Tarefas a realizar
1/ Segundo o texto sobre o Tottenham, porque é que Bale iria para fora das ilhas?
2/ Volta a escrever, tal como aparece no texto sobre o Tottenham, o trecho que abre com as palavras que contêm "Na última semana" e fecha com "milhões de euros.".
3/ Prossegue o texto sobre o Tottenham a partir do ponto em que termina.

Texto da página
____
Na última semana de Agosto de 2012 o Tottenham Hotspurs perdeu o seu melhor jogador. Sem tempo para gastar o dinheiro embolsado num substituto à altura, a equipa penou durante grande parte da Premier League, resolvendo jogos pela mínima e entregando-se de corpo e alma ao galês Bale. O quinto lugar não trazia nada de novo a um dos planteis mais caros da Premier. Um ano depois Villas-Boas fez o oposto. Gastou primeiro o dinheiro que sabia que ia receber pelo galês em Agosto. O resultado é ainda pior. Os Spurs são uma nau à deriva.
Foram cerca de 115 milhões de euros.
Um dos maiores investimentos de toda a temporada. Por um clube que está há mais de meio século sem vencer o título de campeão no futebol inglês. A expectativa estava em alta. Bale, o supersónico galês teria de partir, já todos o tinham como assumido. E iria para fora das ilhas, para não repetir o erro dos gunners com van Persie, que não só desmoralizou profundamente o Arsenal como ajudou a dar o título ao seu histórico rival, o Manchester United. Tudo parecia estar bem. Os reforços de 2012 estavam assimilados e a dezena de jogadores que aterrava em White Hart Lane prometia mundos e fundos para devolver o Tottenham à elite. A Champions League era o primeiro passo. Onde Redknapp já tinha estado, é preciso não esquecer, e onde não conseguiu voltar porque o título europeu do Chelsea surpreendeu tudo e todos no momento errado para o seu rival londrino. Agora a sensação era outra. Com um treinador jovem e ambicioso, um plantel mais equilibrado e algum dos melhores jovens jogadores do Mundo, quem podia parar o Tottenham?
____
Registos de indicação
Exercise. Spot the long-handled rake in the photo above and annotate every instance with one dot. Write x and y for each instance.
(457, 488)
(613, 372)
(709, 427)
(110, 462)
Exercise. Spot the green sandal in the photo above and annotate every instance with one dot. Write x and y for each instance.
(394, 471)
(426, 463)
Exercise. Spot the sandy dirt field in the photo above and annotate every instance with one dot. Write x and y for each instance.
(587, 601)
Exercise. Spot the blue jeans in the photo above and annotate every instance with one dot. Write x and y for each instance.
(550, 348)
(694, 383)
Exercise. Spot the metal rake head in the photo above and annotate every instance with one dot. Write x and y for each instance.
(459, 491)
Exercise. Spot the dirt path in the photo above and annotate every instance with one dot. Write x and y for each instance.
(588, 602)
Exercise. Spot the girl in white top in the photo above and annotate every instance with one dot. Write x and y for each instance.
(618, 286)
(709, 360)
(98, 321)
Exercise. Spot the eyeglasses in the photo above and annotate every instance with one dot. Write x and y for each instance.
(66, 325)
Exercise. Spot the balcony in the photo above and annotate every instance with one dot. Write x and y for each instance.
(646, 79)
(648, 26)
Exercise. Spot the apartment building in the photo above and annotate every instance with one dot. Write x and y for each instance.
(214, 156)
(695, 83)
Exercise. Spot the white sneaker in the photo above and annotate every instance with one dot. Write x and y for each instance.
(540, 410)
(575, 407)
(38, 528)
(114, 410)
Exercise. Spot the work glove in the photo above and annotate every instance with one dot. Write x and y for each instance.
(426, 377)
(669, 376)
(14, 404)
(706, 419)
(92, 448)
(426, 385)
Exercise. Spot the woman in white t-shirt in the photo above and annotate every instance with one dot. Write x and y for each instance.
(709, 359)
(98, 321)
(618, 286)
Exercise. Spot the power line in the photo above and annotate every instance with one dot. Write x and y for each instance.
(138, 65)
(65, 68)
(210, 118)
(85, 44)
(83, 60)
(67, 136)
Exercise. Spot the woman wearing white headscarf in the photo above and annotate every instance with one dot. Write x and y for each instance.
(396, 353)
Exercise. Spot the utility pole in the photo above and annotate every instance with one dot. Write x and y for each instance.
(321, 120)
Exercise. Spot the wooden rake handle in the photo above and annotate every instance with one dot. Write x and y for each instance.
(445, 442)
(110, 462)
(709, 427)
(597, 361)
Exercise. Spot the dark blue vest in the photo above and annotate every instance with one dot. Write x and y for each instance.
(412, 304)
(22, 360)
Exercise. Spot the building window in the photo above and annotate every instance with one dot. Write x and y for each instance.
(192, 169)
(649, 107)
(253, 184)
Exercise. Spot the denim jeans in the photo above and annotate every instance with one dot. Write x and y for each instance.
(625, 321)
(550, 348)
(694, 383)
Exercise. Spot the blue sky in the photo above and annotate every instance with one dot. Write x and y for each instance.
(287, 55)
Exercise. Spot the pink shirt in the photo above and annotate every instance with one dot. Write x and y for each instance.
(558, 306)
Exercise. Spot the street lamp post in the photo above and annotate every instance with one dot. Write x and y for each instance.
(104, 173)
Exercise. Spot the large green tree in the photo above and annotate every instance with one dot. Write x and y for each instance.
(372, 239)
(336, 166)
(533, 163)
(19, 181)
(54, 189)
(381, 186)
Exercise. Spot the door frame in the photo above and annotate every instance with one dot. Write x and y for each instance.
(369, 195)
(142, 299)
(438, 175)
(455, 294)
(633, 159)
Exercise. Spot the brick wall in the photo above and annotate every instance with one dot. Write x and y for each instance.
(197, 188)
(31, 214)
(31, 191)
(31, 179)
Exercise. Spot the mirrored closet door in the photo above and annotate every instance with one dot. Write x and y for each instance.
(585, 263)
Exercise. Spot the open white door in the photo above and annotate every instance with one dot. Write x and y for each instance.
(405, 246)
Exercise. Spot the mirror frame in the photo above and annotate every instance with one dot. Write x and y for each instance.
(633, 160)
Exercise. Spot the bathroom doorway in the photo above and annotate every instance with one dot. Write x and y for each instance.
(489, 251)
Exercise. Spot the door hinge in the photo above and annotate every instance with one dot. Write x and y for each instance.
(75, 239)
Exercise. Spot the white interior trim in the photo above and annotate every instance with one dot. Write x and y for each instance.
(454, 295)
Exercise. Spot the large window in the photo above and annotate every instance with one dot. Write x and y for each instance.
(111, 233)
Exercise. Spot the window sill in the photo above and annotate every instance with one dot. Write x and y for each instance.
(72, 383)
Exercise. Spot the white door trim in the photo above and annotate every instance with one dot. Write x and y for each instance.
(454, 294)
____
Tarefas resolvidas
1/ Para não repetir o erro do Arsenal com van Persie. A saída de van Persie desmoralizou profundamente o Arsenal e ajudou o Manchester United, o seu histórico rival, a conquistar o título.

2/
Na última semana de Agosto de 2012 o Tottenham Hotspurs perdeu o seu melhor jogador. Sem tempo para gastar o dinheiro embolsado num substituto à altura, a equipa penou durante grande parte da Premier League, resolvendo jogos pela mínima e entregando-se de corpo e alma ao galês Bale. O quinto lugar não trazia nada de novo a um dos planteis mais caros da Premier. Um ano depois Villas-Boas fez o oposto. Gastou primeiro o dinheiro que sabia que ia receber pelo galês em Agosto. O resultado é ainda pior. Os Spurs são uma nau à deriva.
Foram cerca de 115 milhões de euros.

3/
Ás portas do segundo teçro da temporada, as expectativas não poderiam ter sido mais defraudadas. O dinheiro foi gasto mas os resultados não estão à vista. A qualidade de jogo da equipa não variou positivamente em relação ao ano passado e a liderança de Villas-Boas é mais discutida do que nunca. O homem que ganhou tudo o que podia ganhar com o FC Porto está debaixo de mira. Pela segunda vez em Inglaterra corre o risco de não sobreviver ao Natal.
AVB apareceu no mapa do nada, como um segundo "Special One".
A grande temporada realizada com o FC Porto deu-lhe uma aura de invencibilidade que o transformou rapidamente no "flavour of the month" do futebol europeu. Abramovich, que não só já o conhecia como já tinha apostado numa ficha similar, anos antes, achou que o português poderia fazer aquilo que Mourinho não conseguiu, trazer um futebol da escola danubiana para o Stanford Bridge. Esqueceu-se de que um treinador sem carisma e sem poder, num balneário de estrelas, é um treinador a prazo. Abramovich prometeu-lhe apoio na renovação da geração de Mourinho mas na hora H mudou de ideias e preferiu sacrificar o homem a crucificar o plantel. Os jogadores responderam com dois títulos europeus consecutivos - Champions e Europa League - com dois treinadores interinos. E Villas-Boas perdeu a oportunidade mais brilhante da sua vida.
Lutador, o técnico portuense não desistiu. Esperou por uma segunda oportunidade que lhe caiu do céu de novo desde Londres. Um dos melhores planteis do futebol britânico e mais tempo e poder para trabalhar. O que poderia correr mal?
Na primeira temporada o Tottenham reforçou-se bem mas a perda de Modric nunca foi, verdadeiramente, colmatada. E foi San Bale o homem que permitiu que o clube aguentasse o ano no top 5, o objectivo mínimo para a directiva de Daniel Levy. Sem golo, sem um médio criativo de primeiro nível e com uma defesa titubeante, muitos pensavam que Villas-Boas tinha-se superado.
A expectativa sobre o que podia fazer começando do zero e com dinheiro era muita. E AVB gastou. Muito. Tudo.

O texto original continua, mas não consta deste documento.